(Entries from a pointing dataset)
════════════════════

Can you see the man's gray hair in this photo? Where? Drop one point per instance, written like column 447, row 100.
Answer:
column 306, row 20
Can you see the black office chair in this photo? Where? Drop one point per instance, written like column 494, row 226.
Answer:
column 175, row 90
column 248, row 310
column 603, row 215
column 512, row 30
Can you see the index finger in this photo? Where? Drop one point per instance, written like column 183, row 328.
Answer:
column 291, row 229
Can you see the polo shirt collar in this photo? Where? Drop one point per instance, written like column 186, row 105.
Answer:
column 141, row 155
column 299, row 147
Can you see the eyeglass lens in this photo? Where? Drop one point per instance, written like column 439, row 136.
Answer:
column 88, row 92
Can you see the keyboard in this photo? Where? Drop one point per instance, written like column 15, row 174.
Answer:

════════════════════

### Requirements
Could you reproduce the data above word for word, beginning with the line containing "Can you see the index" and continuing through the final line of the data?

### Solution
Can you see the index finger in this photo? Where? Drop one point per instance, written like column 183, row 328.
Answer:
column 291, row 229
Can you see the polo shirt collar in this photo? Where? Drop one point per instance, written like column 186, row 105.
Answer:
column 141, row 155
column 299, row 147
Can you see the eyeglass lens in this photo? Where? Drop one point per instance, written like column 439, row 136.
Answer:
column 88, row 92
Can you see the keyboard in this photo? Where? Drop one point per instance, written like column 15, row 174.
Answer:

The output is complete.